## Goal
Set down every entry word for word. Omit the pictures.

## Excerpts of pointing data
-----
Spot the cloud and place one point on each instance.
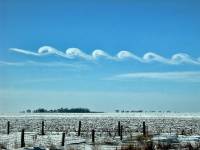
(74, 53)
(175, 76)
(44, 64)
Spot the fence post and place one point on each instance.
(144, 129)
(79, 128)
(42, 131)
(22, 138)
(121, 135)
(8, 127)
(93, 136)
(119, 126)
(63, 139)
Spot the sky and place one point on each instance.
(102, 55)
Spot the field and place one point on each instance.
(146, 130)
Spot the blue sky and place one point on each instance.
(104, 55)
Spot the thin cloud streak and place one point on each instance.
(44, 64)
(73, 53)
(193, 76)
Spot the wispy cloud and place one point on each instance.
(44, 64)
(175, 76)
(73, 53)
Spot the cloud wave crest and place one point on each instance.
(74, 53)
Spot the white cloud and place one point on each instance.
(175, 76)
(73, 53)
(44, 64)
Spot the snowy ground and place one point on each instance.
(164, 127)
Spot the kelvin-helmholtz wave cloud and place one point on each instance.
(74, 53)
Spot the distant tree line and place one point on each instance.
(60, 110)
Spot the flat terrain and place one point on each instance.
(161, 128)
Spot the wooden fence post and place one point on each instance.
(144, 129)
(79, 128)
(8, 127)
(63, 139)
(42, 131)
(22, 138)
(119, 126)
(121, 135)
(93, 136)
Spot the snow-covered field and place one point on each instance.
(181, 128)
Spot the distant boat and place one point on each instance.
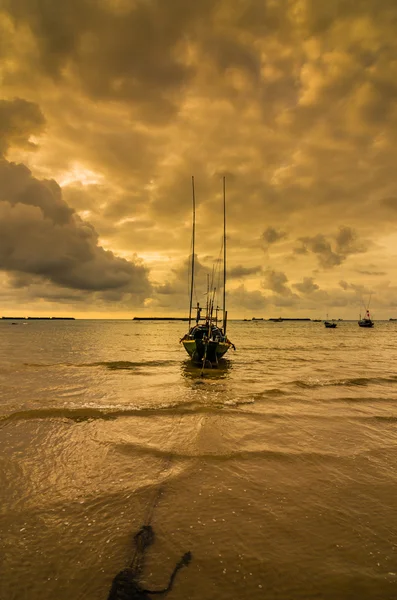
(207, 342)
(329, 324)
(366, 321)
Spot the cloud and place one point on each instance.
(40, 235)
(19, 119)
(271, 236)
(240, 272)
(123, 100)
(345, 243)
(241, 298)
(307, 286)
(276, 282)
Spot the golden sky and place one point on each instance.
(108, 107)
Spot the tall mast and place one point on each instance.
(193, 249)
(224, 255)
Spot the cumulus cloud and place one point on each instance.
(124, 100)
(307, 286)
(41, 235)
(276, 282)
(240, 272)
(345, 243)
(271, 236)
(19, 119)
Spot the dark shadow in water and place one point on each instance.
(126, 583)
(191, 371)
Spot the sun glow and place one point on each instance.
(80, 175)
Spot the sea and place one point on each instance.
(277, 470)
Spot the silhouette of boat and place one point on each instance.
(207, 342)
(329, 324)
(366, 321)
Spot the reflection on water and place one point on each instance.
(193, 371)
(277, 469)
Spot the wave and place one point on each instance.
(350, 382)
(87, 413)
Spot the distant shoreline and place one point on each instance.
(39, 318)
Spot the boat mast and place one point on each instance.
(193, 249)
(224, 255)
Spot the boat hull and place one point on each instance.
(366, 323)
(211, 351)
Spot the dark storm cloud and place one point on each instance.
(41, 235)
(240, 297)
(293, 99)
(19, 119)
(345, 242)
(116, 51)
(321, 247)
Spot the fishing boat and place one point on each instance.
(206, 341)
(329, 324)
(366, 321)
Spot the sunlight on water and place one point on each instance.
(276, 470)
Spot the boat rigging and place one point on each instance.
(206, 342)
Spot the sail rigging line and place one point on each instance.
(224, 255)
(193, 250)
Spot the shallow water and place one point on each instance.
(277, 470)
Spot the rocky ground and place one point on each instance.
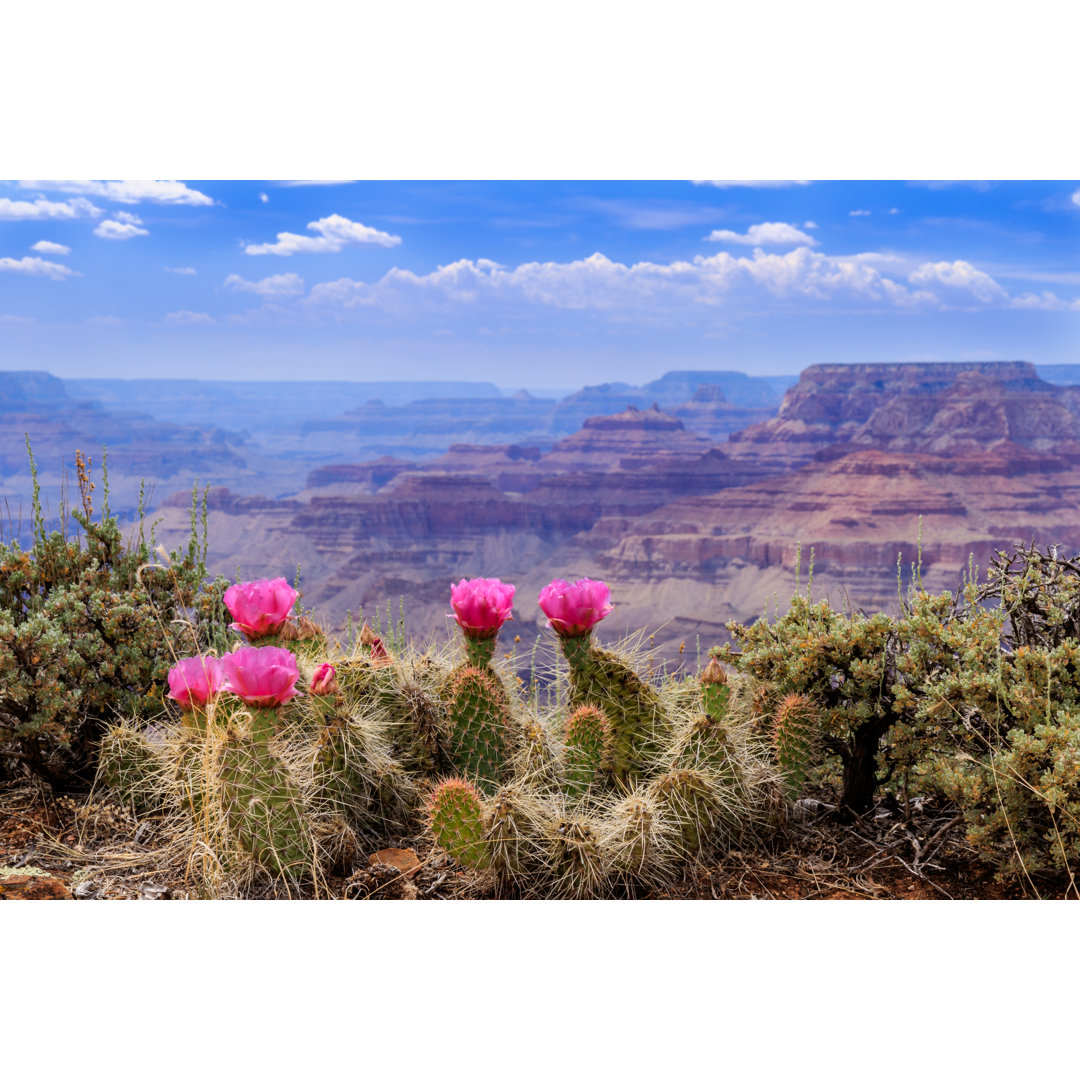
-----
## Result of the task
Spot the cloud and place one point on each instance.
(74, 53)
(175, 76)
(44, 64)
Spot the fence post and place one point on each instance.
(144, 129)
(79, 128)
(42, 131)
(22, 138)
(121, 135)
(8, 127)
(93, 136)
(119, 126)
(63, 139)
Spot the sky and place one point on each instance.
(102, 55)
Spot the field and place one point on each instance.
(146, 130)
Spot the blue sky and place one point on each instance.
(104, 55)
Spot the thin cloud streak and place one point on each instance.
(44, 64)
(73, 53)
(193, 76)
Spot the wispy cloud and place one point on each instance.
(44, 64)
(175, 76)
(73, 53)
Spot the cloud wave crest and place one point on each instance.
(74, 53)
Spot the white cloud and place one point on each instance.
(175, 76)
(73, 53)
(44, 64)
Spot the snowy ground and place one point on each instance.
(164, 127)
Spot the kelvin-helmholtz wave cloud and place one point on each instance.
(74, 53)
Spot the distant tree line and place one point on each instance.
(60, 110)
Spot the flat terrain and place one point on each instance.
(161, 128)
Spot the wooden fence post and place one point on each instance.
(144, 129)
(79, 128)
(8, 127)
(63, 139)
(42, 131)
(22, 138)
(119, 126)
(121, 135)
(93, 136)
Spot the snow-covered field and place one point on each instance.
(181, 128)
Spot the distant boat and place one point on each instance.
(207, 342)
(329, 324)
(366, 321)
Spot the cloud and place one point on each instance.
(40, 235)
(19, 119)
(271, 236)
(240, 272)
(123, 100)
(345, 243)
(241, 298)
(307, 286)
(276, 282)
Spot the golden sky and place one point on each instance.
(108, 107)
Spot the tall mast and place one point on each instance.
(193, 249)
(224, 255)
Spot the cumulus cloud and place one point on each instance.
(124, 100)
(307, 286)
(41, 235)
(276, 282)
(240, 272)
(345, 243)
(271, 236)
(19, 119)
Spot the dark shadow in water and place one point on each instance.
(126, 583)
(191, 371)
Spot the sun glow and place one point on each instance.
(80, 175)
Spot the sea and place one point on each instance.
(277, 470)
Spot the silhouette of boat and place one point on each instance.
(207, 342)
(329, 324)
(366, 321)
Spot the reflection on water and place one point on each instance.
(193, 371)
(277, 469)
Spot the wave and place one point on each instance.
(350, 382)
(87, 413)
Spot the distant shoreline and place one point on each instance.
(39, 318)
Spot the boat mast and place one point on each instance.
(193, 249)
(224, 255)
Spot the boat hull and place one point on each instance.
(366, 323)
(211, 351)
Spot the dark storm cloud and place one point on each instance.
(41, 235)
(240, 297)
(293, 99)
(19, 119)
(345, 242)
(116, 51)
(321, 247)
Spot the fishing boat and place one point on each instance.
(206, 341)
(329, 324)
(366, 321)
Spot the sunlight on water and place one point on each instance.
(276, 470)
Spot the boat rigging and place one point on each instance.
(206, 342)
Spot the sail rigging line and place one point on each instance.
(224, 255)
(193, 250)
Spot the shallow water and place one point on each instance.
(277, 470)
Spot the rocky ground and place one point on each instance.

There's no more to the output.